# Some entries
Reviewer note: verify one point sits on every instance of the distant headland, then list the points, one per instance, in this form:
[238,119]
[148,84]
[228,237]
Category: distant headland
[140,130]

# Brief
Rewrite the entries above, changing every "distant headland" to "rocky point" and keeping everything else unchanged.

# Task result
Reviewer note: verify one point sits on every instance of the rocky point, then list the points, one per instance, in this form:
[238,119]
[148,84]
[228,237]
Category: rocky point
[140,130]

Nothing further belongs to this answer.